PROBLEM
Copy out word for word the entries from the line containing "the stone gallery" through the final line of the entries, both included.

■ ■ ■ ■ ■

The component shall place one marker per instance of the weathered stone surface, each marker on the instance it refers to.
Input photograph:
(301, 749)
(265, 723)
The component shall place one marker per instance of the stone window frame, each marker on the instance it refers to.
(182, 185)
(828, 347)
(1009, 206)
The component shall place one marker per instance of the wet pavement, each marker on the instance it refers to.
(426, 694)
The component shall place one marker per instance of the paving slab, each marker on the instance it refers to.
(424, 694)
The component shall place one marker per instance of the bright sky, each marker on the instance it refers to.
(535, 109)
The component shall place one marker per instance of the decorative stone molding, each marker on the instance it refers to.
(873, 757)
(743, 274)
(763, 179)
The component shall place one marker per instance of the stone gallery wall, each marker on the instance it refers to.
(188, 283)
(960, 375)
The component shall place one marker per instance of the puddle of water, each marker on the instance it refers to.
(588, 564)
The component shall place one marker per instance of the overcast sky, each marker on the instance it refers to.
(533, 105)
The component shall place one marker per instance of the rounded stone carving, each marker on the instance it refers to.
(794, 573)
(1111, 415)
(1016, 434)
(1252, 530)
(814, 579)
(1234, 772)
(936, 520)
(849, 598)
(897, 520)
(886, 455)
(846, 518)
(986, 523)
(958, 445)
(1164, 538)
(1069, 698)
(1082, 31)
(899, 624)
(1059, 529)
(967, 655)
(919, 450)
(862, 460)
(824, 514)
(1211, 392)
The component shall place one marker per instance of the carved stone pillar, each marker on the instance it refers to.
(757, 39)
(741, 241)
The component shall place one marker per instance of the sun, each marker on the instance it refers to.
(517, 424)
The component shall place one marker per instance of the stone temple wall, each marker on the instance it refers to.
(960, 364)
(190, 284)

■ ■ ■ ■ ■

REPLY
The component shall place one marker per instance of the stone gallery wall, each marker on the instance it refers to.
(188, 283)
(960, 375)
The component shall place one marker per instance of the puddle of water, each marker on the instance it refers to.
(588, 564)
The component shall place one marker per instance of the overcast sky, each marker on the instance it refers to.
(533, 105)
The component shall place one marker per instance of the rounded stone carving, each marker on the instance it refers to.
(794, 573)
(1111, 415)
(1016, 434)
(1252, 530)
(814, 579)
(1234, 772)
(936, 520)
(849, 598)
(897, 520)
(886, 455)
(846, 518)
(986, 523)
(958, 445)
(1164, 538)
(1069, 698)
(1082, 31)
(899, 624)
(1059, 529)
(967, 655)
(919, 450)
(862, 460)
(824, 514)
(1211, 392)
The component shall place one marker per instance of the carved stone pillar, each marker on the instance it refers to.
(757, 39)
(741, 241)
The component shall place one marker per instance of the sun, each marker on the instance it refers to.
(517, 424)
The component shall place one marker per instance of the stone temple wall, each marker on the instance it refers to.
(960, 364)
(190, 284)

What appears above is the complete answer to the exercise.